▸ Position identification records
● ● ●
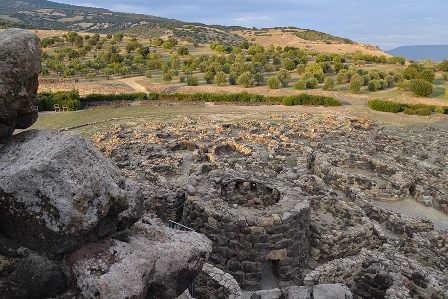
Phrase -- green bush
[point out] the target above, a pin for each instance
(152, 96)
(287, 101)
(95, 97)
(329, 84)
(310, 100)
(312, 83)
(192, 81)
(439, 110)
(273, 82)
(408, 111)
(421, 106)
(385, 106)
(421, 88)
(423, 111)
(300, 85)
(45, 101)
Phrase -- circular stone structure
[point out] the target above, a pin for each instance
(260, 230)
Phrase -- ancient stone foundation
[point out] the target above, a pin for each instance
(250, 242)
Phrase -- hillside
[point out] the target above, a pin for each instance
(435, 53)
(55, 16)
(45, 14)
(305, 38)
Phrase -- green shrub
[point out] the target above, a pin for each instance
(45, 101)
(421, 106)
(385, 106)
(423, 111)
(310, 100)
(273, 82)
(287, 101)
(356, 83)
(152, 96)
(421, 88)
(408, 111)
(312, 83)
(192, 81)
(439, 110)
(300, 85)
(95, 97)
(329, 84)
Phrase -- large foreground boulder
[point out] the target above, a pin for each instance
(58, 191)
(19, 69)
(145, 261)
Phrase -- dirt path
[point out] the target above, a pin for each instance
(130, 82)
(411, 208)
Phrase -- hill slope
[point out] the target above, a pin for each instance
(45, 14)
(435, 53)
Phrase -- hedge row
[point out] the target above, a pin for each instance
(310, 100)
(302, 99)
(95, 97)
(70, 100)
(394, 107)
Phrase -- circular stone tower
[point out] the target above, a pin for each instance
(259, 228)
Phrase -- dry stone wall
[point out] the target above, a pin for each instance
(244, 236)
(229, 178)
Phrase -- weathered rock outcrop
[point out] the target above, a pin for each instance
(58, 191)
(146, 261)
(19, 68)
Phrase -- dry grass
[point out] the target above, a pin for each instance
(278, 38)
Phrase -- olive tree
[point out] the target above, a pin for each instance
(421, 88)
(273, 82)
(245, 79)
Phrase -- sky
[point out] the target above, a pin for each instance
(387, 24)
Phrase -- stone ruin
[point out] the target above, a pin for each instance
(71, 225)
(292, 200)
(256, 226)
(293, 205)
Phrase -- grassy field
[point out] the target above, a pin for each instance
(88, 122)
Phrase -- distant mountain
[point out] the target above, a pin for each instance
(44, 14)
(436, 53)
(8, 6)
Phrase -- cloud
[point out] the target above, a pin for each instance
(382, 22)
(251, 19)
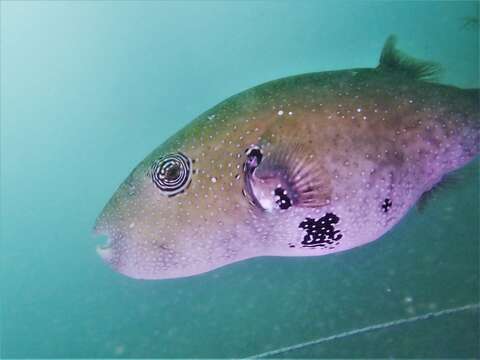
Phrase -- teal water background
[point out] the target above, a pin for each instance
(89, 88)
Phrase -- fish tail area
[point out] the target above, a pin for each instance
(393, 60)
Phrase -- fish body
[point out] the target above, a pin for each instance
(302, 166)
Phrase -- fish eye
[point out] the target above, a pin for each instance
(172, 173)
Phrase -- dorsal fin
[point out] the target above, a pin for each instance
(391, 59)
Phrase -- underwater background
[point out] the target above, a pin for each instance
(89, 88)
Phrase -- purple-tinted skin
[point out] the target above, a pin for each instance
(344, 156)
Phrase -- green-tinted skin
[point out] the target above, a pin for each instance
(359, 136)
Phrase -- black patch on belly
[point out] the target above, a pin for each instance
(321, 232)
(283, 201)
(386, 205)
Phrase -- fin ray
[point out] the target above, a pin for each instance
(392, 59)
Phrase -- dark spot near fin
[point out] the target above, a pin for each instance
(296, 171)
(282, 199)
(321, 232)
(393, 60)
(386, 205)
● ● ●
▸ SHORT EXERCISE
Quote the material word for word, dropping any images it holds.

▸ SOLUTION FOR THIS EXERCISE
Phrase -- green bush
[point out] the target above, a pin for each instance
(152, 96)
(287, 101)
(95, 97)
(329, 84)
(310, 100)
(312, 83)
(192, 81)
(439, 110)
(273, 82)
(408, 111)
(421, 106)
(385, 106)
(421, 88)
(423, 111)
(300, 85)
(45, 101)
Phrase -- circular stone structure
[point out] the target above, a pin for each instance
(260, 230)
Phrase -- ancient stone foundation
[point out] the target above, a pin for each instance
(250, 242)
Phrase -- hillside
[point out] the target above, a pin for each instance
(435, 53)
(55, 16)
(45, 14)
(305, 38)
Phrase -- green shrub
[point out] the target above, a pin for each instance
(45, 101)
(421, 106)
(385, 106)
(423, 111)
(310, 100)
(273, 82)
(287, 101)
(356, 83)
(152, 96)
(421, 88)
(408, 111)
(312, 83)
(192, 81)
(439, 110)
(300, 85)
(95, 97)
(329, 84)
Phrase -- large foreground boulder
[point out] the target above, a pin for each instance
(58, 191)
(19, 69)
(145, 261)
Phrase -- dirt path
[point out] the target above, a pin for each instance
(130, 82)
(411, 208)
Phrase -- hill slope
[point out] the target above, a pin for each instance
(45, 14)
(435, 53)
Phrase -- hedge row
[point out] the target above, a pin for each instance
(310, 100)
(302, 99)
(95, 97)
(70, 100)
(394, 107)
Phrase -- circular stone tower
[point out] the target above, a pin for each instance
(259, 228)
Phrase -- dry stone wall
[point out] the target above, a pin for each instance
(244, 236)
(229, 178)
Phrase -- weathered rock outcrop
[point out] the target above, a pin for each instance
(58, 191)
(146, 261)
(19, 68)
Phrase -- dry grass
[point out] the target above, a pin for each instance
(278, 38)
Phrase -- olive tree
[point out] the target above, a pin for each instance
(421, 88)
(273, 82)
(245, 79)
Phrase -- sky
[point out] the target above, a pin for each instance
(387, 24)
Phrase -- stone ruin
[point out] the target above, a pin for each instance
(71, 225)
(292, 200)
(256, 226)
(293, 205)
Phrase -- grassy field
[point out] the target above, a pin for each instance
(88, 122)
Phrase -- distant mountain
[point out] the target above, a pin for each instance
(44, 14)
(436, 53)
(8, 6)
Phrase -- cloud
[point out] the target above, a pin for each instance
(382, 22)
(251, 19)
Phrase -- teal water background
[point out] the target above, a pin for each instance
(89, 88)
Phrase -- fish tail area
[point out] the target above, a pin for each instance
(393, 60)
Phrase -- fish body
[point out] the target above, a pin for each instance
(302, 166)
Phrase -- fish eye
[point out] the target above, a pin for each instance
(172, 173)
Phrase -- dorsal fin
[point out] the target above, a pin for each instance
(391, 59)
Phrase -- underwater background
[point out] the target above, a pin for each instance
(89, 88)
Phrase -- purple-tinted skin
[point out] the target above, a pin for each instance
(344, 156)
Phrase -- green-tinted skin
[point out] the target above, a pin for each instance
(359, 136)
Phrase -- black patch on belly
[point out] the target above, a pin for each instance
(321, 232)
(283, 201)
(386, 205)
Phrase -- fin ray
[point out] the target above, a pin for each instance
(392, 59)
Phrase -- dark spot near fin
[point out] the target above, a pin for each instance
(296, 171)
(282, 199)
(321, 232)
(393, 60)
(386, 205)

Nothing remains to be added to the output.